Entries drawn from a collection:

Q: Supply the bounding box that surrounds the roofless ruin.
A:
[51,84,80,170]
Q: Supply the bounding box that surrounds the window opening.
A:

◆ Goal of the exercise ◆
Rewrite the data above, swapping each "bounding box" for "enclosing rectangle" and leaving everything else untouched.

◆ Exercise result ◆
Q: Supply the enclosing rectangle that surrounds the roofless ruin.
A:
[51,84,80,170]
Q: Supply the enclosing rectangle that surrounds the window opening.
A:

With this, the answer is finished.